** START OF Entries provided **

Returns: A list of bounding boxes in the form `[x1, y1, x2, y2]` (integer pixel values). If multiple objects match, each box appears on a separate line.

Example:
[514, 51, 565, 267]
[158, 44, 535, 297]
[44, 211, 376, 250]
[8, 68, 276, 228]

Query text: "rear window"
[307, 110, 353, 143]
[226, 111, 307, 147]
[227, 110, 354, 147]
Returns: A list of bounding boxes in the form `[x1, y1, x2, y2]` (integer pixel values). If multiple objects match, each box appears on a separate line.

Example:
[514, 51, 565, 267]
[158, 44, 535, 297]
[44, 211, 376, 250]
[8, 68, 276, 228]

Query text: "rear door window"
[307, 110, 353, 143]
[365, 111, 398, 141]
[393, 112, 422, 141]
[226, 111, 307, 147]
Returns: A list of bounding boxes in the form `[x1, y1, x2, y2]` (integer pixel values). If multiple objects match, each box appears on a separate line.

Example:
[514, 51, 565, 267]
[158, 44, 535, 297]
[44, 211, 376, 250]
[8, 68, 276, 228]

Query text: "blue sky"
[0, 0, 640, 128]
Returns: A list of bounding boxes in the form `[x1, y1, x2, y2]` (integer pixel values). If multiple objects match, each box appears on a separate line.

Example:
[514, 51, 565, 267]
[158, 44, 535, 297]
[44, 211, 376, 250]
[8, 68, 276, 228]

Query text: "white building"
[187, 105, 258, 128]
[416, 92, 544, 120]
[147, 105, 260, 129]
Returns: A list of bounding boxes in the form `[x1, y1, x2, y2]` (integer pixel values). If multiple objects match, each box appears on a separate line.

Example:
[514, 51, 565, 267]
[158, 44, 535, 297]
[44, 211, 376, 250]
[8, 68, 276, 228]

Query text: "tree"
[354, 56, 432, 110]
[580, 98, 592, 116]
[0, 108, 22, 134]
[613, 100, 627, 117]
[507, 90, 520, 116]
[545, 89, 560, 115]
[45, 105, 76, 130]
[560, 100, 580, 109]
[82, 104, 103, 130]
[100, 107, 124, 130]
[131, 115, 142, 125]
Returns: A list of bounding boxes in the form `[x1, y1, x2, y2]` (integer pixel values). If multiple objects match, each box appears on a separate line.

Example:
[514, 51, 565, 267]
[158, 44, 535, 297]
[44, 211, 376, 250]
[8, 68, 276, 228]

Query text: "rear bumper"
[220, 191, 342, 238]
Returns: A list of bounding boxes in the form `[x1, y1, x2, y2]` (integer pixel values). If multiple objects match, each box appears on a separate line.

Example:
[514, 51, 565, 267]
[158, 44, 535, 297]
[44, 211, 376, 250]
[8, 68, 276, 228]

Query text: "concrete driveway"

** END OF Entries provided **

Copy out the records unchanged, starting at their first line and ending at the line that contains "[227, 110, 354, 147]", with that line included.

▶ [Result of this task]
Returns: A list of bounding boxes in the form `[x1, y1, x2, y2]` (integer pixel values). If multiple objects match, each box appears on a separate line.

Example:
[514, 51, 565, 267]
[158, 44, 535, 297]
[44, 211, 376, 250]
[8, 68, 276, 228]

Query text: "rear window"
[307, 110, 353, 143]
[226, 111, 307, 147]
[227, 110, 354, 147]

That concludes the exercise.